* What the exercise asks *
Can you quote every line of the records below verbatim, from the first to the last?

* Material supplied *
"""

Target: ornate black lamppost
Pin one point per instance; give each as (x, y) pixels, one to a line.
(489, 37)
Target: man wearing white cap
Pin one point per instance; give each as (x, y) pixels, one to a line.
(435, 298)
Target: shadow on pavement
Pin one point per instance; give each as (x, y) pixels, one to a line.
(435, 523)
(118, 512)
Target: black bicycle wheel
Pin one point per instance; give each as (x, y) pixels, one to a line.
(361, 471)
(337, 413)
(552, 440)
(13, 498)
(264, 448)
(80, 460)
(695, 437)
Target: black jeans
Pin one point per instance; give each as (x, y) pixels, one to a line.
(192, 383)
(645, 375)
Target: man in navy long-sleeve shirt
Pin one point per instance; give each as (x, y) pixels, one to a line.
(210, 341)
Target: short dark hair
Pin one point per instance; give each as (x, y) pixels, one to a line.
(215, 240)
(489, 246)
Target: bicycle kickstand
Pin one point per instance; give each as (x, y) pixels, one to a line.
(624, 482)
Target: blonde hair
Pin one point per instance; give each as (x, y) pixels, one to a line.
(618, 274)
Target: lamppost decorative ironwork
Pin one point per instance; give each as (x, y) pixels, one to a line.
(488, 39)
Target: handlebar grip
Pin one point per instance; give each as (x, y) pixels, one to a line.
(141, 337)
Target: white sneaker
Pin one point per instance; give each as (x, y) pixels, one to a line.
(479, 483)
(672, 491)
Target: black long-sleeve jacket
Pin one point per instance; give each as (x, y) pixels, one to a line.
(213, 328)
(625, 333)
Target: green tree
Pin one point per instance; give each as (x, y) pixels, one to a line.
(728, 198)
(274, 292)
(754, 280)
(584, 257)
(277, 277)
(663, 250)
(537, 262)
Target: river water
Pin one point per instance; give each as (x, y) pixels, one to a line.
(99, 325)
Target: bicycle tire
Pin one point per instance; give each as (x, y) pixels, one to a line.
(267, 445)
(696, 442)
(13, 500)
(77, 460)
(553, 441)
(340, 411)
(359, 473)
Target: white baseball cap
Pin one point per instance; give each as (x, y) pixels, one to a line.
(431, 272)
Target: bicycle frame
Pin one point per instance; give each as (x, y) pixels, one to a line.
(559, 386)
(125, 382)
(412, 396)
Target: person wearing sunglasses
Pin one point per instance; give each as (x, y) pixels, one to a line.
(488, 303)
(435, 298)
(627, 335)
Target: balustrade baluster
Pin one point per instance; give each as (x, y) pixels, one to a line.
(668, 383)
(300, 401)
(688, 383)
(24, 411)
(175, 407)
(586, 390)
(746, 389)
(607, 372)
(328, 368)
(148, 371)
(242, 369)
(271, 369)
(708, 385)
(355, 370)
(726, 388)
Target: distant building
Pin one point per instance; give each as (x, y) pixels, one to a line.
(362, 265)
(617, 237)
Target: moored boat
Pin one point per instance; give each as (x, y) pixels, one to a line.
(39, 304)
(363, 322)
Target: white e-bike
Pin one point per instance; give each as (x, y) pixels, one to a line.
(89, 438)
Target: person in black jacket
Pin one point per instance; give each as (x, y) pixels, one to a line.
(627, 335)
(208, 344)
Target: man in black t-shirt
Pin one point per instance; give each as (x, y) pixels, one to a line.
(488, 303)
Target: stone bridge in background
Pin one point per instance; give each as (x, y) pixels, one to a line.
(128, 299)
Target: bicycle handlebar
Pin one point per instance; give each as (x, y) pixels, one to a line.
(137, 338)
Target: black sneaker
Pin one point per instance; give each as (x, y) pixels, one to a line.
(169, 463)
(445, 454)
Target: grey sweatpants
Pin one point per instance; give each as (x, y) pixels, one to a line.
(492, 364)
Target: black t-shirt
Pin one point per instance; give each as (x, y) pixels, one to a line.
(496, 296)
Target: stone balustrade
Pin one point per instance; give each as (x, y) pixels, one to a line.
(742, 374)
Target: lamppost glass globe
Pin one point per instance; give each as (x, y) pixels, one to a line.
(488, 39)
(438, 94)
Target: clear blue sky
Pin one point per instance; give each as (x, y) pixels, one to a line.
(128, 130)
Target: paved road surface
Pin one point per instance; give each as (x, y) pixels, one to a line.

"""

* Answer to the task *
Target: ornate black lamppost
Pin one point per instance; give each as (x, y) pixels, one to a line.
(489, 37)
Target: man wearing white cap
Pin one point per instance; give each as (x, y) pixels, one to a line.
(435, 298)
Target: shadow on pavement
Pin one point per instance; give each as (x, y) pixels, one to a line.
(435, 523)
(118, 512)
Target: black bicycle wheel
Pin one point per instance; give each as (x, y) pixels, one to a line.
(361, 471)
(337, 413)
(552, 440)
(13, 498)
(264, 448)
(80, 460)
(695, 437)
Target: black jeans
Pin one point per instance; give each as (x, y) pixels, one to a line.
(192, 383)
(645, 375)
Target: man in navy long-sleeve shirt
Pin one point per instance; give each as (x, y) pixels, one to a line.
(210, 341)
Target: short dark hair
Pin one point per instance; give each as (x, y) pixels, one to a line.
(215, 240)
(489, 246)
Target: bicycle kickstand
Pin one point per instance; give each as (x, y) pixels, one to a line.
(624, 482)
Target: blonde hair
Pin one point per instance; give each as (x, y) pixels, one to a line.
(618, 274)
Target: lamppost decorative ironwork
Pin one point per instance; give each as (x, y) pixels, one to a line.
(488, 39)
Target: handlebar grip
Pin one point per instance; give each as (x, y) pixels, one to a line.
(141, 337)
Target: white sneaker
Pin one point per instance; give each as (x, y) pixels, one to a line.
(479, 483)
(672, 491)
Target: black long-sleeve jacket
Pin one point per instance; give each as (x, y) pixels, one to a line.
(213, 328)
(625, 333)
Target: green tree
Pin one point per instance; give each as (x, y) pixels, one to a line.
(728, 198)
(274, 292)
(754, 280)
(584, 257)
(277, 277)
(663, 250)
(537, 262)
Target: river water
Pin one point per instance; give each as (x, y) pixels, one to a line.
(99, 325)
Target: bicycle tire
Pin one point per instance; give each as (x, y) pixels, one to a line.
(267, 445)
(696, 442)
(13, 500)
(77, 460)
(553, 441)
(340, 411)
(359, 473)
Target: white baseball cap
Pin one point per instance; give each as (x, y) pixels, one to a line.
(431, 272)
Target: bicycle frame
Pin one point per instance; give each as (x, y) pixels, one to a line.
(559, 386)
(125, 382)
(412, 396)
Target: person wearing sunglasses
Pin one point per instance; give each as (x, y) pixels, one to a line.
(488, 303)
(435, 298)
(627, 335)
Target: balustrade baluster
Pin one point per instance; give each as (x, y) pixels, one to a line.
(668, 383)
(300, 401)
(688, 383)
(24, 411)
(175, 407)
(586, 390)
(746, 389)
(607, 372)
(328, 368)
(148, 371)
(242, 369)
(271, 369)
(708, 385)
(355, 370)
(726, 388)
Target: distant building
Pin one point per instance; give each as (x, y) pixels, one to a line.
(362, 265)
(617, 237)
Target: moored boat
Pin one point per instance; give each as (x, y) pixels, one to a line.
(39, 304)
(363, 322)
Target: white e-bike
Pin one point per instance; give each as (x, y) pixels, one to a line.
(89, 438)
Target: person in black jacket
Pin one point per instance; give each as (x, y) pixels, one to a line.
(627, 335)
(208, 344)
Target: man in black t-shirt
Pin one point per instance; give each as (x, y) pixels, one to a line.
(488, 303)
Target: stone bridge in background
Pin one point per instance; give each as (x, y) pixels, one to a line.
(128, 299)
Target: bicycle handlebar
Pin one point per instance; give each as (x, y) pixels, one to a line.
(137, 338)
Target: black sneaker
Pin one point per instance; give each as (x, y) pixels, one to a line.
(169, 463)
(445, 454)
Target: grey sweatpants
Pin one point per instance; give each as (x, y) pixels, one to a line.
(492, 364)
Target: black t-shirt
Pin one point per instance; give each as (x, y) pixels, one to a line.
(496, 296)
Target: stone balustrade
Pin one point per instance; give each as (x, y) pixels, one to a line.
(742, 374)
Target: lamppost glass globe
Pin one point per instance; give each as (x, y) pixels, one to a line.
(488, 39)
(438, 94)
Target: clear blue sky
Pin one point per instance; give each as (x, y) pixels, one to a line.
(128, 130)
Target: paved road surface
Pin one point per instance; give each as (x, y) pixels, one to a line.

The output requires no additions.